**WHAT YOU NEED TO DO:** In the entries below, take the lines from the one containing "cloud, including partially occluded ones." up to and including the one containing "[4,0,169,31]", and write them out again with "tight" swapped for "close-fitting", leaving everything else unchanged. Give only those lines.

**ENTRIES:**
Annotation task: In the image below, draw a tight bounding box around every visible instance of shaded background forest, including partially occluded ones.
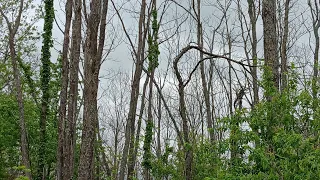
[0,0,320,180]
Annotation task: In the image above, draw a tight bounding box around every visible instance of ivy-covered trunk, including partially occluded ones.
[56,0,72,180]
[63,0,82,180]
[0,0,32,180]
[36,0,54,180]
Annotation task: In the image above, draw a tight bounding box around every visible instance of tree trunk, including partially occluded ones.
[128,76,149,177]
[262,0,279,90]
[9,24,32,180]
[248,0,259,105]
[119,0,146,180]
[0,0,32,180]
[57,0,72,180]
[63,0,82,180]
[173,56,193,180]
[78,0,108,180]
[197,0,215,142]
[281,0,290,91]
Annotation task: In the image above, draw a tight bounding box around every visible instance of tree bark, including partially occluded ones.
[119,0,146,180]
[78,0,108,180]
[281,0,290,91]
[56,0,72,180]
[63,0,82,180]
[197,0,215,142]
[248,0,259,105]
[262,0,279,90]
[0,0,32,180]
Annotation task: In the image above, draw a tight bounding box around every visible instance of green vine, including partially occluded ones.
[142,120,153,169]
[36,0,54,179]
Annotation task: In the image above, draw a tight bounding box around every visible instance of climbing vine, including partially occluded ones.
[37,0,54,179]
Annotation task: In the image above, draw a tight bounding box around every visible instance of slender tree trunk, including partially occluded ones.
[63,0,82,180]
[78,0,108,180]
[281,0,290,91]
[9,26,32,179]
[0,0,32,180]
[142,70,154,180]
[119,0,146,180]
[262,0,279,90]
[308,0,320,105]
[248,0,259,105]
[157,94,162,158]
[173,57,193,180]
[57,0,72,180]
[37,0,54,180]
[128,76,149,177]
[197,0,215,142]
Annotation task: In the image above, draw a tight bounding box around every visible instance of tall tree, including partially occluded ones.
[193,0,215,142]
[308,0,320,107]
[262,0,280,90]
[247,0,259,105]
[143,0,160,180]
[115,0,147,180]
[56,0,73,180]
[0,0,32,179]
[36,0,54,177]
[63,0,82,180]
[281,0,290,91]
[78,0,109,180]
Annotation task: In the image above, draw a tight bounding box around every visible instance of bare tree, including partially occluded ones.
[281,0,290,91]
[78,0,109,180]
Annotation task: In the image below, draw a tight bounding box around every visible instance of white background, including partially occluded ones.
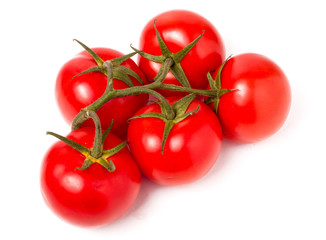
[0,0,326,240]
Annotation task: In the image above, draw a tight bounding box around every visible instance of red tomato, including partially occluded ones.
[138,10,225,95]
[41,128,141,226]
[213,53,291,143]
[128,97,222,185]
[56,48,148,138]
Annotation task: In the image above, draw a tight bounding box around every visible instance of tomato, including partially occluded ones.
[138,10,225,96]
[128,97,222,185]
[41,127,141,227]
[213,53,291,143]
[55,48,148,138]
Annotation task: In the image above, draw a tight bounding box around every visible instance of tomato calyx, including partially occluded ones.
[47,110,127,172]
[205,55,237,113]
[131,21,205,88]
[74,39,144,87]
[130,93,200,155]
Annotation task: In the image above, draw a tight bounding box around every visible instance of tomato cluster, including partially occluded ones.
[41,10,291,226]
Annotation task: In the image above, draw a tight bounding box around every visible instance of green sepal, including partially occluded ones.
[74,39,144,87]
[113,71,134,87]
[206,72,217,89]
[129,112,167,121]
[74,39,104,66]
[102,119,113,145]
[97,158,115,172]
[75,159,93,170]
[172,93,196,117]
[170,63,191,88]
[113,65,144,85]
[111,52,136,66]
[102,142,127,159]
[154,21,172,57]
[174,105,200,123]
[161,120,175,155]
[130,45,166,63]
[46,132,90,154]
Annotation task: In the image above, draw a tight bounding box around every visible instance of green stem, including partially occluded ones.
[87,110,103,158]
[103,61,114,92]
[158,84,216,96]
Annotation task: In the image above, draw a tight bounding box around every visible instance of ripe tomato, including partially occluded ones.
[213,53,291,143]
[41,127,141,226]
[56,48,148,138]
[128,97,222,185]
[138,10,225,96]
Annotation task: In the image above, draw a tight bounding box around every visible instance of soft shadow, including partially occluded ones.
[97,175,164,231]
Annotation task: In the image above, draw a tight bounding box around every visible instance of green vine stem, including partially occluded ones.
[72,54,222,130]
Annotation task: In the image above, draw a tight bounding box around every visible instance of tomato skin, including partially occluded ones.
[55,48,148,139]
[138,10,225,96]
[41,127,141,227]
[128,97,222,185]
[213,53,291,143]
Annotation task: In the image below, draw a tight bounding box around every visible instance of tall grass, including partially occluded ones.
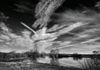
[80,58,100,70]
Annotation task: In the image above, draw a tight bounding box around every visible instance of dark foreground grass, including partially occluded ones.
[0,62,81,70]
[80,58,100,70]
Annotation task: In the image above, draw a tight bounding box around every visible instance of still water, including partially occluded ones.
[37,57,91,68]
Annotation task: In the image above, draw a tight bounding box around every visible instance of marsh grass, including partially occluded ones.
[80,58,100,70]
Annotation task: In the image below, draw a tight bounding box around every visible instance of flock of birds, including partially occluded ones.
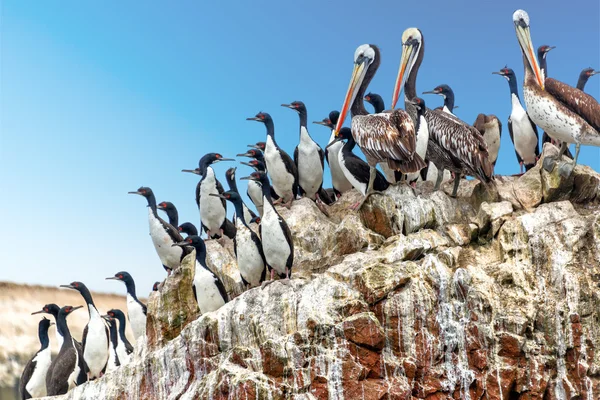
[21,10,600,398]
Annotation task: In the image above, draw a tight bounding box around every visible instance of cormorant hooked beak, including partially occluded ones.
[333,54,370,136]
[513,10,544,90]
[181,168,202,175]
[325,135,344,149]
[391,39,419,110]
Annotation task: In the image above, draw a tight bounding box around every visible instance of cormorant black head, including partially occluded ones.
[538,44,556,60]
[106,271,133,284]
[31,303,60,318]
[58,306,83,315]
[492,67,517,82]
[129,186,154,198]
[106,310,126,322]
[171,235,206,258]
[156,201,177,214]
[579,68,600,80]
[198,153,235,168]
[281,101,306,114]
[236,149,264,160]
[177,222,198,236]
[423,83,454,98]
[246,111,273,124]
[240,160,265,171]
[410,97,425,113]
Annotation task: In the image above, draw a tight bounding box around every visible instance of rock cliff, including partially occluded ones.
[41,147,600,400]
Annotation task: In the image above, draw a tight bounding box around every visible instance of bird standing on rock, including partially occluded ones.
[129,186,187,275]
[247,112,298,208]
[60,282,110,380]
[19,317,54,399]
[212,191,266,287]
[241,172,294,287]
[183,153,235,242]
[106,271,148,340]
[46,306,84,396]
[173,234,229,314]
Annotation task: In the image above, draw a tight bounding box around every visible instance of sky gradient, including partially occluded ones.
[0,0,600,296]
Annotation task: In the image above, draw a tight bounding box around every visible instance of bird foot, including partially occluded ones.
[315,198,329,218]
[558,162,575,178]
[544,157,556,172]
[260,279,275,290]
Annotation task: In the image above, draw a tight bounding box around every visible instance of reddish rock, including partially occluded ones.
[498,333,523,358]
[342,313,385,349]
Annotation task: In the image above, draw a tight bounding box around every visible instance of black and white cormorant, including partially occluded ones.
[102,315,121,372]
[473,114,502,167]
[513,10,600,176]
[212,191,267,288]
[60,282,110,380]
[313,111,352,198]
[177,222,198,236]
[31,303,87,385]
[247,112,298,208]
[156,201,179,227]
[46,306,83,396]
[492,67,540,173]
[19,317,54,399]
[179,153,235,242]
[577,68,600,92]
[241,171,294,286]
[365,92,385,114]
[328,127,390,210]
[392,28,493,197]
[106,271,147,340]
[406,97,429,186]
[335,44,425,207]
[106,308,133,365]
[423,83,454,115]
[281,101,325,200]
[225,167,256,222]
[129,186,187,275]
[173,234,229,314]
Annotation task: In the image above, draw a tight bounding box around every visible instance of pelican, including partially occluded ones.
[392,28,493,197]
[335,44,425,208]
[513,10,600,176]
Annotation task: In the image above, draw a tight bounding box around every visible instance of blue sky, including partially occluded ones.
[0,0,600,295]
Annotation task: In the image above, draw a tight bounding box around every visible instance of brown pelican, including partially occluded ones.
[392,28,493,196]
[335,44,425,208]
[513,10,600,176]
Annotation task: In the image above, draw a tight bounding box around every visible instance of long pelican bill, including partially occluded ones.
[515,13,544,90]
[333,61,367,137]
[392,41,416,110]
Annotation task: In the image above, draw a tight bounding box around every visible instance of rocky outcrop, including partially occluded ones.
[41,147,600,400]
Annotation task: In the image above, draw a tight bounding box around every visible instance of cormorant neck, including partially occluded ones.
[165,208,179,228]
[444,92,454,112]
[350,45,381,117]
[233,200,248,227]
[38,324,50,350]
[404,38,425,100]
[371,96,385,114]
[56,313,72,346]
[146,193,158,217]
[225,175,239,193]
[577,73,590,92]
[125,282,138,300]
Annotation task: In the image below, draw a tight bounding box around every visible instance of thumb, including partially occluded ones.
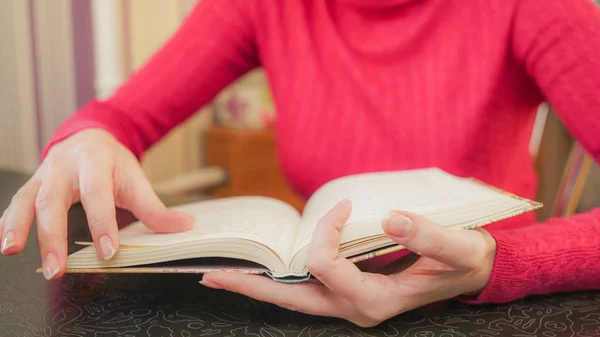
[119,168,194,233]
[382,211,487,269]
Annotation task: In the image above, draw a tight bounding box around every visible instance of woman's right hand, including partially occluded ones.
[0,129,193,280]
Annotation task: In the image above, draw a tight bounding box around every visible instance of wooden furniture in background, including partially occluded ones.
[205,127,305,210]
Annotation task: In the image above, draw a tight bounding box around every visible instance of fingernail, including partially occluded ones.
[44,253,60,280]
[200,279,223,289]
[2,230,17,254]
[98,235,117,260]
[382,212,415,238]
[333,197,350,208]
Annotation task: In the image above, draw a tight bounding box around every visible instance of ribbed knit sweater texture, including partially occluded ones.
[44,0,600,302]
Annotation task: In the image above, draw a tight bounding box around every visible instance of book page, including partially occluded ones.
[294,168,524,252]
[104,197,300,263]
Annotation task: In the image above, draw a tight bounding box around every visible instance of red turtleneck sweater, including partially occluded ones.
[48,0,600,302]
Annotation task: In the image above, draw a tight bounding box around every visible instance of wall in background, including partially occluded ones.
[0,0,211,181]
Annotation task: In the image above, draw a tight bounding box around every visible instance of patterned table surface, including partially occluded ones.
[0,171,600,337]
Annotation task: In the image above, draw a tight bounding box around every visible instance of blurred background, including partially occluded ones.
[0,0,600,218]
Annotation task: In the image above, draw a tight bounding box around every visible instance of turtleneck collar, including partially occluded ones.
[333,0,419,10]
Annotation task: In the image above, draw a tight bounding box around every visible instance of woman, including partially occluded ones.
[0,0,600,326]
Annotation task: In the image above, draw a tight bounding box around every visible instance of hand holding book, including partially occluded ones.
[201,200,496,326]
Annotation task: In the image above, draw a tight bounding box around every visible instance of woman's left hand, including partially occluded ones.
[202,200,496,327]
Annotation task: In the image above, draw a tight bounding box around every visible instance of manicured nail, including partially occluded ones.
[2,230,17,254]
[98,235,117,260]
[44,253,60,280]
[200,279,223,289]
[382,212,415,238]
[333,197,350,208]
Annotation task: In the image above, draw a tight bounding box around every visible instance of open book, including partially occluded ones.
[56,168,542,282]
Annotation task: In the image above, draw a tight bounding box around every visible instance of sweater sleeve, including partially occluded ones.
[42,0,259,159]
[467,0,600,303]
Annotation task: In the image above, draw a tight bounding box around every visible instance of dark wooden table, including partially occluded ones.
[0,171,600,337]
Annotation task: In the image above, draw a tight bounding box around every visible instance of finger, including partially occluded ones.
[79,156,119,260]
[35,173,72,280]
[118,167,194,233]
[0,205,10,242]
[200,272,353,318]
[307,200,380,307]
[382,211,486,269]
[0,178,40,255]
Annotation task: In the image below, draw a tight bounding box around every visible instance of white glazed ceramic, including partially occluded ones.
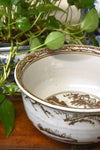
[15,45,100,144]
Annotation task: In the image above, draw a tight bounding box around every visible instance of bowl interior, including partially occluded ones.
[22,53,100,99]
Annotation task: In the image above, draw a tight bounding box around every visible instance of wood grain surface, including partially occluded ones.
[0,96,100,150]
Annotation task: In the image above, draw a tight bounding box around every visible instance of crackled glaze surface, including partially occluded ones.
[23,94,100,144]
[15,45,100,144]
[46,91,100,109]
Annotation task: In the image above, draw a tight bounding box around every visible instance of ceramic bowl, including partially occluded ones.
[15,45,100,144]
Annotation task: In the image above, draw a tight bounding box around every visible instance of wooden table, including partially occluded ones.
[0,96,100,150]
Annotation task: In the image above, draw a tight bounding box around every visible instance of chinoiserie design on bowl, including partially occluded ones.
[15,45,100,144]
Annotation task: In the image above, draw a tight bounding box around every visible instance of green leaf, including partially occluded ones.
[16,17,31,31]
[0,94,5,104]
[91,37,99,47]
[67,0,95,9]
[46,16,60,30]
[0,20,5,28]
[29,34,41,49]
[44,31,66,50]
[0,99,15,137]
[37,4,66,13]
[11,0,25,5]
[0,0,11,7]
[81,8,99,33]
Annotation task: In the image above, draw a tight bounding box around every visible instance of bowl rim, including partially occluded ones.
[14,45,100,115]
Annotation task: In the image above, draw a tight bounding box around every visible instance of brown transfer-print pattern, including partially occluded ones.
[64,114,100,125]
[25,96,100,125]
[37,124,77,143]
[16,45,100,95]
[46,91,100,109]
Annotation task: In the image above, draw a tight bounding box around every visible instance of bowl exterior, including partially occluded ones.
[22,93,100,144]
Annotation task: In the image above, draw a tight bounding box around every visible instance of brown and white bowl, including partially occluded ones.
[15,45,100,144]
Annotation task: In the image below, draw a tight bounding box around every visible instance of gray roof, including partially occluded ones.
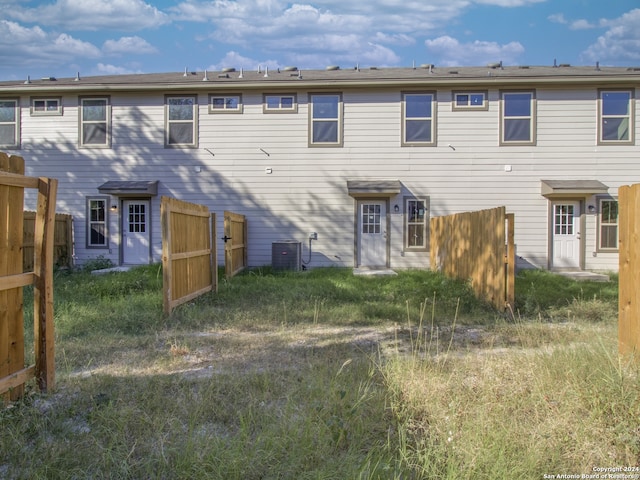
[0,64,640,93]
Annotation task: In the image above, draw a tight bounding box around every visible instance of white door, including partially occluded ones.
[358,201,387,267]
[122,200,151,265]
[551,202,580,268]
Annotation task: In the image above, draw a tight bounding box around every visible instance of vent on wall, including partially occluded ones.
[271,240,302,271]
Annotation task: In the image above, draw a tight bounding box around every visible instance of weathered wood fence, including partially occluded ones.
[0,152,58,401]
[22,212,73,272]
[430,207,515,309]
[618,184,640,358]
[160,197,218,314]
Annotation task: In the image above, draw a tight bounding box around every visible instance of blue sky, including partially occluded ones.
[0,0,640,80]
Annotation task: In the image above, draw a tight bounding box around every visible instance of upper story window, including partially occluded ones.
[598,90,634,144]
[209,94,242,113]
[453,92,489,110]
[402,93,436,146]
[0,98,20,148]
[500,92,536,145]
[31,97,62,116]
[598,198,618,250]
[309,93,342,147]
[165,95,198,147]
[262,95,298,113]
[404,197,429,251]
[79,97,111,148]
[87,197,109,248]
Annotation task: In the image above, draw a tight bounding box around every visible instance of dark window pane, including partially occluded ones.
[602,92,631,115]
[504,118,531,142]
[405,95,432,118]
[405,120,431,142]
[602,118,629,141]
[169,123,193,145]
[504,93,531,117]
[313,122,338,143]
[313,95,339,118]
[82,123,107,145]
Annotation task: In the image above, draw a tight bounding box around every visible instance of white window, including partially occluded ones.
[501,92,536,145]
[598,198,618,250]
[87,197,109,248]
[209,95,242,113]
[453,92,489,110]
[263,95,298,113]
[0,98,20,148]
[404,197,429,251]
[165,95,198,147]
[309,93,342,147]
[402,93,435,146]
[31,97,62,116]
[79,97,111,148]
[598,90,634,144]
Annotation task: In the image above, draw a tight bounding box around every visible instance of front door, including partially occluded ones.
[122,200,151,265]
[551,202,580,269]
[358,200,388,267]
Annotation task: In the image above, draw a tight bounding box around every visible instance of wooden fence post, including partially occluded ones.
[618,184,640,360]
[33,178,58,392]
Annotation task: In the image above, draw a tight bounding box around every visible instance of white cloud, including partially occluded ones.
[102,37,158,55]
[474,0,547,8]
[581,9,640,65]
[0,20,101,68]
[547,13,569,25]
[425,36,524,66]
[94,63,142,75]
[4,0,169,31]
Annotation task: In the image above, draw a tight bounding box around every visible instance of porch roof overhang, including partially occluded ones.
[540,180,609,198]
[98,180,158,197]
[347,180,402,198]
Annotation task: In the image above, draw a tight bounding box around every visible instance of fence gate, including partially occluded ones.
[0,152,58,400]
[160,197,218,314]
[430,207,515,309]
[618,184,640,360]
[222,210,247,278]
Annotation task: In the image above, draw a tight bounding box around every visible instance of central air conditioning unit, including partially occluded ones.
[271,240,302,271]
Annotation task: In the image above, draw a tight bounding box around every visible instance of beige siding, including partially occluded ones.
[12,82,640,270]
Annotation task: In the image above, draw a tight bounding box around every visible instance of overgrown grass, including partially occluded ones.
[0,265,640,480]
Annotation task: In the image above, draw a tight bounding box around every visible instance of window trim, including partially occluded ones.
[262,93,298,114]
[164,93,199,148]
[400,90,438,147]
[0,97,22,150]
[596,195,620,253]
[308,92,344,148]
[597,88,635,145]
[78,95,111,148]
[402,195,431,252]
[500,90,537,146]
[209,93,244,115]
[29,97,62,117]
[85,195,111,250]
[451,90,489,111]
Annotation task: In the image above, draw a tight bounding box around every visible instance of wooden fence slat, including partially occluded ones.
[618,184,640,359]
[429,207,515,309]
[160,197,217,314]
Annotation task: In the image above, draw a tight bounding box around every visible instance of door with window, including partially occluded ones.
[122,200,151,265]
[358,201,388,268]
[551,202,581,269]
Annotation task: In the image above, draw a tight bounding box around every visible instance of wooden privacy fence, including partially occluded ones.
[618,184,640,359]
[0,152,58,400]
[160,197,218,314]
[22,212,73,271]
[430,207,515,309]
[222,211,247,278]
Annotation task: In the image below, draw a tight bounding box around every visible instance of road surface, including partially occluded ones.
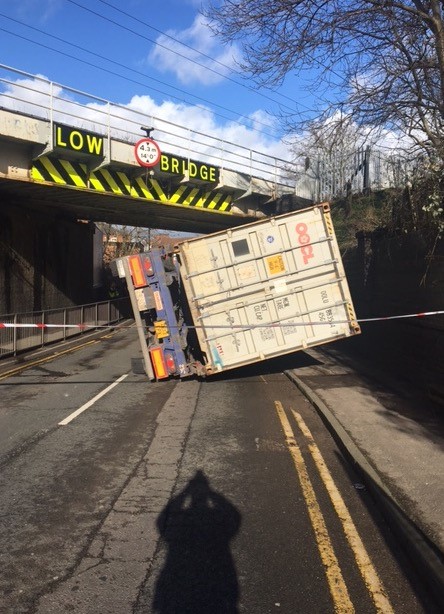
[0,329,438,614]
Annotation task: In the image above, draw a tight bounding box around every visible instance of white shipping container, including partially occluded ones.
[179,204,360,373]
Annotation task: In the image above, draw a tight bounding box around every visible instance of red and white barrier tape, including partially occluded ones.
[0,310,444,330]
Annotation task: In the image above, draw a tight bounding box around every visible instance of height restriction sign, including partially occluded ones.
[134,138,160,166]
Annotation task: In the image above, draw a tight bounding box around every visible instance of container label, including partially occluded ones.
[266,254,285,275]
[153,290,163,311]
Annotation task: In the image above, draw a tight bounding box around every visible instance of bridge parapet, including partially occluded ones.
[0,65,309,231]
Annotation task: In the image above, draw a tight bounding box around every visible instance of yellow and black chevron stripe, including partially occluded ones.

**RESPONSE BELOW:**
Annotation task: In the image above, draw a close-fitting bounding box around every visible instance of white cloud, including partially occluded ones.
[102,37,158,55]
[474,0,547,8]
[581,9,640,65]
[0,20,101,68]
[547,13,569,25]
[425,36,524,66]
[94,63,142,75]
[4,0,169,31]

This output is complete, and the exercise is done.